TEXT:
++++
Besides, whatever few skilled resources available for hire were expecting exorbitant salaries. “This would have not only impacted our budget but would have also created an imbalance in the IT department. HR wanted to maintain the equilibrium that would have otherwise got disturbed had we hired someone at very high salary compared to existing team members who had been in the company for years,” says Mehrotra.

Nurturing fresh talent in-house

So, while most technology leaders were scouting for experienced and skilled resources, Mehrotra decided to hire fresh talent straight from nearby universities. Immediately after the employees quit, he went to engineering colleges in Gurgaon and shortlisted 20 to 25 CVs. Mehrotra eventually hired four candidates, taking the depleted IT department’s head count to 21.

But Mehrotra now had two challenges at hand: He had to train the freshers and kickstart the pending high-priority projects as soon as possible.

“I told the business that we wouldn’t be able to take any new requirements from them for the next three months. This gave us the time to groom the freshers. We then got into a task-based contract with the outgoing team members. As per the contract, the team members who had exited were to complete the high-priority projects over the next months at a fixed monthly payout. If the project spilled over to the next month, there would be no additional payout,” Mehrotra says.

“Adopting this approach not only enabled completion of the projects hanging in the limbo, but also provided the freshers with practical and hands-on training. They ex-employees acted as mentors for the freshers who were asked to write code and do research. All this helped the new employees in getting a grip on the company’s infrastructure,” he says.

In addition, Mehrotra also got the freshers certified. “One got certified on .Net while another on Azure DevOps,” says Mehrotra.

New recruits help slash costs, streamline operations

The strategy of bringing first-time IT workers onboard has helped Mehrotra in slashing salary costs by 30%. “The new hires have come at a lower salary and have helped us in streamlining the operations. We are getting 21 people to do the work that was earlier done by 27 people. The old employees used to work in a leisurely manner. They used to enter office late, open their laptops at 11 a.m., and take regular breaks during working hours. The commitment levels of freshers are higher, and they stay in a company for an average of three years,” says Mehrotra.
++++
TASK INSTRUCTIONS: Revise the text on hiring freshers between "Nurturing fresh talent" and "count to 21.", inclusive, replacing "fresh talent" with "young talent".

DATA BELOW:
++++
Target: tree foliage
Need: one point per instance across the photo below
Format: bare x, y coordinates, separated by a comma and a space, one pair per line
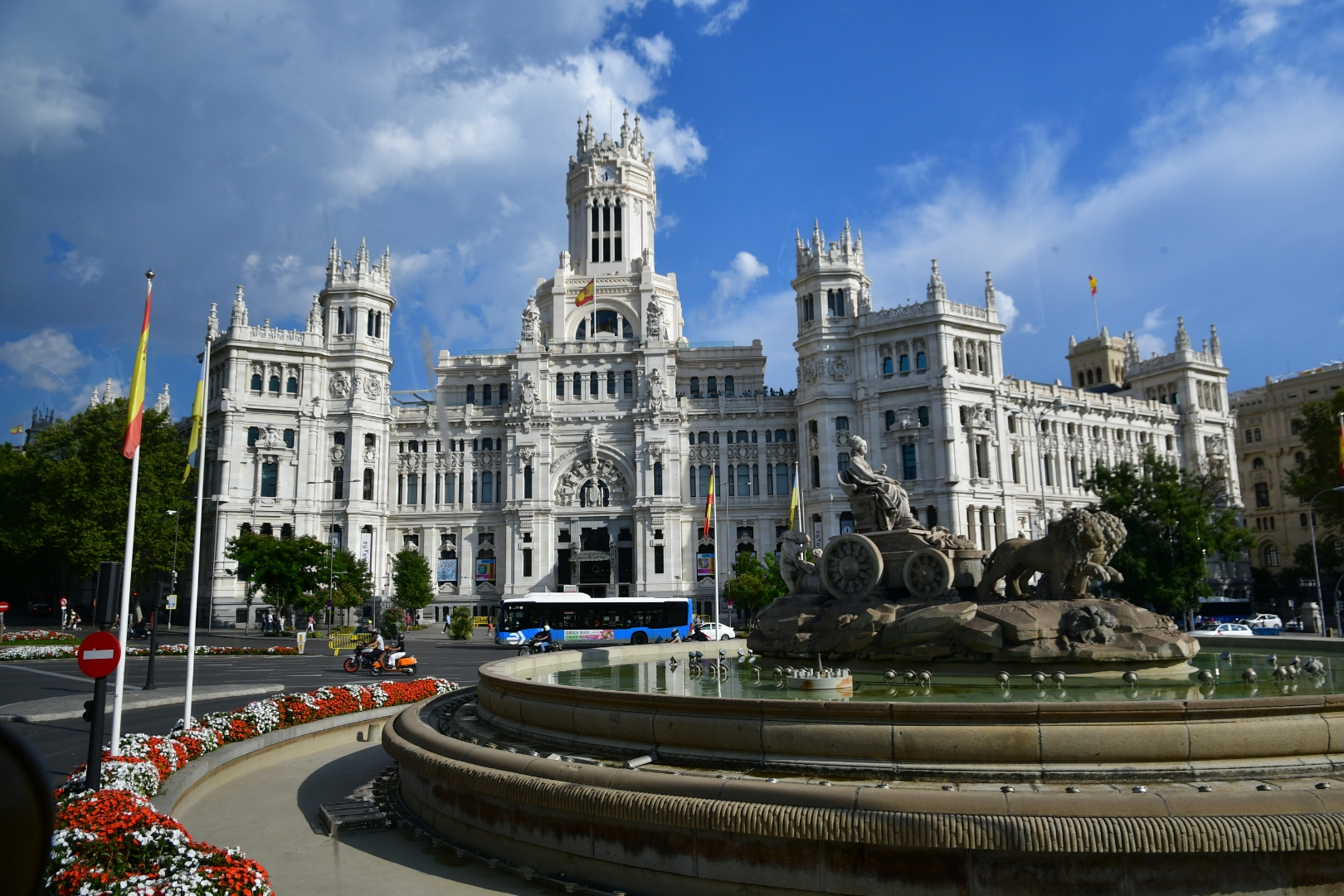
++++
PROBLEM SOLUTION:
Nurturing young talent in-house

So, while most technology leaders were scouting for experienced and skilled resources, Mehrotra decided to hire young talent straight from nearby universities. Immediately after the employees quit, he went to engineering colleges in Gurgaon and shortlisted 20 to 25 CVs. Mehrotra eventually hired four candidates, taking the depleted IT department’s head count to 21.